Exercise details:
Please output the entries below from the line that contains "Category: star tree topper" through the final line, reproduced exactly and alone.

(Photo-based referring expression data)
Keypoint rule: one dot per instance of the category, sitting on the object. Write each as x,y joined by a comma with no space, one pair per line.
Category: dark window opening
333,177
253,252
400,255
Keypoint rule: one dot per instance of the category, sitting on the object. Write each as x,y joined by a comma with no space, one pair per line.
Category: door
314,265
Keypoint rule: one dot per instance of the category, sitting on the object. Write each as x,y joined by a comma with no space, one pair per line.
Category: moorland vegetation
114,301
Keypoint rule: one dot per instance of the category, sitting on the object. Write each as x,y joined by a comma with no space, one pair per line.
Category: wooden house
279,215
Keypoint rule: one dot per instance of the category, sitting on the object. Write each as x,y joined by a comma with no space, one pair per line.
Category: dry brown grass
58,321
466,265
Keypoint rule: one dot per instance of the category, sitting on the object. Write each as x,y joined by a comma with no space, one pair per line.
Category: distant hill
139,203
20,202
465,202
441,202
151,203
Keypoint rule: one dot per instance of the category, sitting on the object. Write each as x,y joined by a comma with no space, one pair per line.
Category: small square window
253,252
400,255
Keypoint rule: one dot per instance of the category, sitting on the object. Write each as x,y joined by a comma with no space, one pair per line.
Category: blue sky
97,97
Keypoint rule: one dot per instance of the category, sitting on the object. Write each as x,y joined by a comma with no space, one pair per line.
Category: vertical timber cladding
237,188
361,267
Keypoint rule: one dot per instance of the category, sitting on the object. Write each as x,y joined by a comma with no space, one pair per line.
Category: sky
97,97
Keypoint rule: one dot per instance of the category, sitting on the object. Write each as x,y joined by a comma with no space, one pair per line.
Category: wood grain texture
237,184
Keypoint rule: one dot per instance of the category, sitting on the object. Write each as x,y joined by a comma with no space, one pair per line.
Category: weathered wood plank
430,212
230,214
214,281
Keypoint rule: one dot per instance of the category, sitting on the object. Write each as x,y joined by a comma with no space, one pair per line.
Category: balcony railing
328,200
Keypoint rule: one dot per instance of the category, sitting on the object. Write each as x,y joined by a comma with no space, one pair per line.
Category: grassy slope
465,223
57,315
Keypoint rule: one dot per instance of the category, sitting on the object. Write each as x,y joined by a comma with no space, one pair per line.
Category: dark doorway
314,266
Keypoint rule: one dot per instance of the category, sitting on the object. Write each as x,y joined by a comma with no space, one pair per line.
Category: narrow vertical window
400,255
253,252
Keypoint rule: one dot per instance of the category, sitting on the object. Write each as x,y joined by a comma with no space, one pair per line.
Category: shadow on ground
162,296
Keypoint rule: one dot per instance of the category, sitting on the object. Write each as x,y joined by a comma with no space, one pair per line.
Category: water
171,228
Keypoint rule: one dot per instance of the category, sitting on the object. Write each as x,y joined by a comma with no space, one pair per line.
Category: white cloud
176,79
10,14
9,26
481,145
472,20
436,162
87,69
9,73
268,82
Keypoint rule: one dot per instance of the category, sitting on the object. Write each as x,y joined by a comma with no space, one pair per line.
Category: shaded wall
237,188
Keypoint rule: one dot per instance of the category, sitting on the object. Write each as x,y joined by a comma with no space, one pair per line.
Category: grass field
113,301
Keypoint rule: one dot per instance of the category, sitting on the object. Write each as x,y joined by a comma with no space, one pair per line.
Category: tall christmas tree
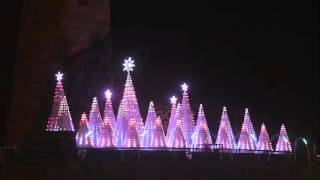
187,119
225,135
158,140
172,121
179,140
264,143
132,138
283,143
149,126
60,118
108,110
82,136
107,136
247,139
128,108
95,124
201,134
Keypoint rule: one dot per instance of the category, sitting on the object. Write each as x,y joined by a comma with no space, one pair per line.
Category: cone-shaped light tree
264,143
158,140
107,136
82,136
247,139
201,135
149,127
172,121
108,110
179,140
132,138
186,114
95,124
60,118
128,108
283,143
225,135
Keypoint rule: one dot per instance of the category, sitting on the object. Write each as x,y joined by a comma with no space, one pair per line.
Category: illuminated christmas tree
158,140
132,138
128,108
264,143
172,121
106,136
178,137
245,142
283,143
149,126
225,135
95,124
201,134
247,139
82,137
108,110
187,119
60,118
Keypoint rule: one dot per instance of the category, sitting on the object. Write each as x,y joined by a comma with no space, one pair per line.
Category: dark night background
263,58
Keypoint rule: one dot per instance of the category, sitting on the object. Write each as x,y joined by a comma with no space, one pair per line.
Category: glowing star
59,76
128,64
184,87
108,94
173,100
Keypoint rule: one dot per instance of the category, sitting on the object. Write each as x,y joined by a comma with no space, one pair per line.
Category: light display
283,144
172,122
186,114
225,135
132,138
95,124
149,127
201,135
158,139
247,139
264,143
128,108
127,130
108,110
178,138
83,136
107,136
60,118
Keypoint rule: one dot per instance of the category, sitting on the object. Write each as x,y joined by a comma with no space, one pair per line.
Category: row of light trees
127,129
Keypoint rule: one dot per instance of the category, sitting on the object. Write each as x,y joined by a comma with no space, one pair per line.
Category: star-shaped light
108,94
184,87
173,100
128,64
59,76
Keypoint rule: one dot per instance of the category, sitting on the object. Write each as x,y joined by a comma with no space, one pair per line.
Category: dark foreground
158,165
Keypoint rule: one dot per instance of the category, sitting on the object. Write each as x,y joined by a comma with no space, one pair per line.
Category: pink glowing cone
201,135
158,140
132,136
283,143
149,126
82,136
225,135
264,143
60,118
95,124
187,119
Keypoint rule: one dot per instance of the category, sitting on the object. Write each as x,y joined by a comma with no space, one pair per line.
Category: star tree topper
128,65
173,100
184,87
59,76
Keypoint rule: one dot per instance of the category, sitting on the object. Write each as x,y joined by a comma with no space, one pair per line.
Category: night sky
260,58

Result of the exercise:
Category: star tree topper
128,65
173,100
184,87
59,76
Keypoint rule: one dot per instance of the category, sitting on the object. Write each as x,y joined by a comma with no space, one pair per line.
Category: night sky
260,58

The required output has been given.